## Problem requirements
Look in the data below for the line that contains "point_to marks one point per instance of the clear". Copy that line and the remaining lines exactly.

[Data extracted from a collection]
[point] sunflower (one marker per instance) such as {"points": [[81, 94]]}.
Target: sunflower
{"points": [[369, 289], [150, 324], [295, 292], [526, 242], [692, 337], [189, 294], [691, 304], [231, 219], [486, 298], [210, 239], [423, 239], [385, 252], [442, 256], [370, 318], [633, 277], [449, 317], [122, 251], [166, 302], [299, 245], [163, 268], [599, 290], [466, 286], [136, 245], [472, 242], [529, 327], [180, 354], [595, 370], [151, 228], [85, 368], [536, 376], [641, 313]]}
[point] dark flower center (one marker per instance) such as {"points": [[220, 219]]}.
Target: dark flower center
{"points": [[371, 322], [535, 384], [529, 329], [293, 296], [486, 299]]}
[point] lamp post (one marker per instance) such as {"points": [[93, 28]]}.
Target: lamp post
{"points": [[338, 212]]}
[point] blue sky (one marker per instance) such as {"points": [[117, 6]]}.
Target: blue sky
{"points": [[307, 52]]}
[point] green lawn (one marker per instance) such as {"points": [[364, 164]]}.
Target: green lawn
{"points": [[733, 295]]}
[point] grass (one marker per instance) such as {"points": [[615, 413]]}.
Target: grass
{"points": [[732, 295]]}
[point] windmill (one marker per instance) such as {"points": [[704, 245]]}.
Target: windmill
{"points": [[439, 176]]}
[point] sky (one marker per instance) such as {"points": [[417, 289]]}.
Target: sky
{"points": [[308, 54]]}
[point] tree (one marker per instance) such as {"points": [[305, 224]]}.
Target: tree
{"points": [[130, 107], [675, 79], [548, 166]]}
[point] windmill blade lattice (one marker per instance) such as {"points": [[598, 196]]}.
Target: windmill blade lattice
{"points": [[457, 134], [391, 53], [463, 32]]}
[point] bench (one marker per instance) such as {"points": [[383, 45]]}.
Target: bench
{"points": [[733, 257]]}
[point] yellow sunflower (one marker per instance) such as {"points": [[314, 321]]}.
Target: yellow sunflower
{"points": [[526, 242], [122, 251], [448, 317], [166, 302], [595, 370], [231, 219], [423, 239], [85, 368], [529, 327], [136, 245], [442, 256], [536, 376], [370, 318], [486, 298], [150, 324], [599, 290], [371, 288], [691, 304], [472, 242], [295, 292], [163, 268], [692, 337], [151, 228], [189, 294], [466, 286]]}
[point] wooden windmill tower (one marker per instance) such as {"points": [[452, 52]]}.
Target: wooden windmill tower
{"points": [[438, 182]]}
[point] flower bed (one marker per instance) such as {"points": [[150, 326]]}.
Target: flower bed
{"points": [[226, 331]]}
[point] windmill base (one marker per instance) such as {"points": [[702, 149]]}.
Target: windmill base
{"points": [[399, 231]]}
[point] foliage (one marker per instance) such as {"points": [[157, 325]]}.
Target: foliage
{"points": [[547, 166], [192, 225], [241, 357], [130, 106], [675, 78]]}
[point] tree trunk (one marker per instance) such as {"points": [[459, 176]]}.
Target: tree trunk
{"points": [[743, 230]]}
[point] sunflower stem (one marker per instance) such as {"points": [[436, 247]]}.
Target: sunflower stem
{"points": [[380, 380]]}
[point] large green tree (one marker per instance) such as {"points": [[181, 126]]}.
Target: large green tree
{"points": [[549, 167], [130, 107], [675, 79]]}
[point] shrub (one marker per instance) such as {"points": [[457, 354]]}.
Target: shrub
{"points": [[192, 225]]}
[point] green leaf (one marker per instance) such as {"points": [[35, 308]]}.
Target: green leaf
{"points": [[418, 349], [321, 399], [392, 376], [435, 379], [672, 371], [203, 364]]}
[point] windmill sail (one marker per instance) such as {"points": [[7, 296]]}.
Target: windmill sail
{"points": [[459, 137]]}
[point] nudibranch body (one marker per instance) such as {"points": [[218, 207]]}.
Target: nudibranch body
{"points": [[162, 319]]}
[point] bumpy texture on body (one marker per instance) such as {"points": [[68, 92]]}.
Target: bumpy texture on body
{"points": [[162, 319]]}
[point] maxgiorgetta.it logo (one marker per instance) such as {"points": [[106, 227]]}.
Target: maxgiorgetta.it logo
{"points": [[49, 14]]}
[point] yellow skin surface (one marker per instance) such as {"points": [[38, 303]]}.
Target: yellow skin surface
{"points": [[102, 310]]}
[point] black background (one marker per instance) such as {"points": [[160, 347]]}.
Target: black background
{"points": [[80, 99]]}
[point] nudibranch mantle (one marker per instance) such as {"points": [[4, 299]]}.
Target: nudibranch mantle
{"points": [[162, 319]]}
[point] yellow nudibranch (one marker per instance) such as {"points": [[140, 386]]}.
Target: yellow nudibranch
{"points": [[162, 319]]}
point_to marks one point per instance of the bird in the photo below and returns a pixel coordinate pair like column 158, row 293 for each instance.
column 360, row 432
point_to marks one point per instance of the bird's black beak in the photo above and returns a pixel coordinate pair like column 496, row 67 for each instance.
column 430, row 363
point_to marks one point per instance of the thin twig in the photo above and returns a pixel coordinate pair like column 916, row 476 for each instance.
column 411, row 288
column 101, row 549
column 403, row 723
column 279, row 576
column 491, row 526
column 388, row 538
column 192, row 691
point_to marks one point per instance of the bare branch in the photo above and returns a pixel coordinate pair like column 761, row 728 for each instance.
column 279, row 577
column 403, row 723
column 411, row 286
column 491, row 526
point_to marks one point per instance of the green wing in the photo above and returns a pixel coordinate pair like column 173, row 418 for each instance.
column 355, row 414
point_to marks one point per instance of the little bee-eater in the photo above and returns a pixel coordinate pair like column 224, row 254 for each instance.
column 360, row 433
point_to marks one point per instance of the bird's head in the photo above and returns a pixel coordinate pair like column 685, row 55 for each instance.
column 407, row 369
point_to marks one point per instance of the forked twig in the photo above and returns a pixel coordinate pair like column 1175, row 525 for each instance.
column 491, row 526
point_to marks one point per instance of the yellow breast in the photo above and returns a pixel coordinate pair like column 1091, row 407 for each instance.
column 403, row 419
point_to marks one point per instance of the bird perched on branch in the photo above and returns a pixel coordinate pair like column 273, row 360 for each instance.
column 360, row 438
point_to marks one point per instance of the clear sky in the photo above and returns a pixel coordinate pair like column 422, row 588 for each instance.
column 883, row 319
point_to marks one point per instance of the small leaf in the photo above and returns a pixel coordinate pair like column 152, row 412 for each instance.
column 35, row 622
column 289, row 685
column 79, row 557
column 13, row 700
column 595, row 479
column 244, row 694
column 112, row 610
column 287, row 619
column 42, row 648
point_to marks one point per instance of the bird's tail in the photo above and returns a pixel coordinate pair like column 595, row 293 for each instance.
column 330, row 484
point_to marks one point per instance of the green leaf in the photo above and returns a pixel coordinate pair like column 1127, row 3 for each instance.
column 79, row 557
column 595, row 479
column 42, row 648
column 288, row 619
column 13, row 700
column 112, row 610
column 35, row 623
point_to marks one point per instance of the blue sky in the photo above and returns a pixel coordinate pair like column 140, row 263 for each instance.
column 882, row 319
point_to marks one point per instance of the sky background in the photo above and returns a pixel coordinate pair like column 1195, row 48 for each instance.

## Solved exercise
point_to marks one point per instance of the clear sky in the photo above and returns a pixel coordinate pair like column 422, row 588 for each instance.
column 883, row 319
point_to marks one point per instance of the small leaf in the photo above and returns a pixel coordinate pair like column 152, row 412 for each instance.
column 35, row 622
column 289, row 685
column 79, row 557
column 13, row 700
column 595, row 479
column 244, row 694
column 112, row 610
column 287, row 619
column 42, row 648
point_to marks one point per instance of the bird's tail in the photo above and returns a pixel coordinate pair like column 595, row 293 for each instance.
column 330, row 484
point_to marks one point per instance of the green leaf in the photo above and returns a pixel coordinate pair like column 1127, row 3 for each instance.
column 79, row 557
column 595, row 479
column 42, row 648
column 288, row 619
column 13, row 700
column 112, row 610
column 35, row 623
point_to marks one point per instance of the blue sky in the photo above and returns a pixel coordinate pair like column 140, row 263 for each instance.
column 882, row 319
point_to marks one point per instance of the sky background in the photo above and returns a pixel coordinate pair like column 1195, row 48 for each instance.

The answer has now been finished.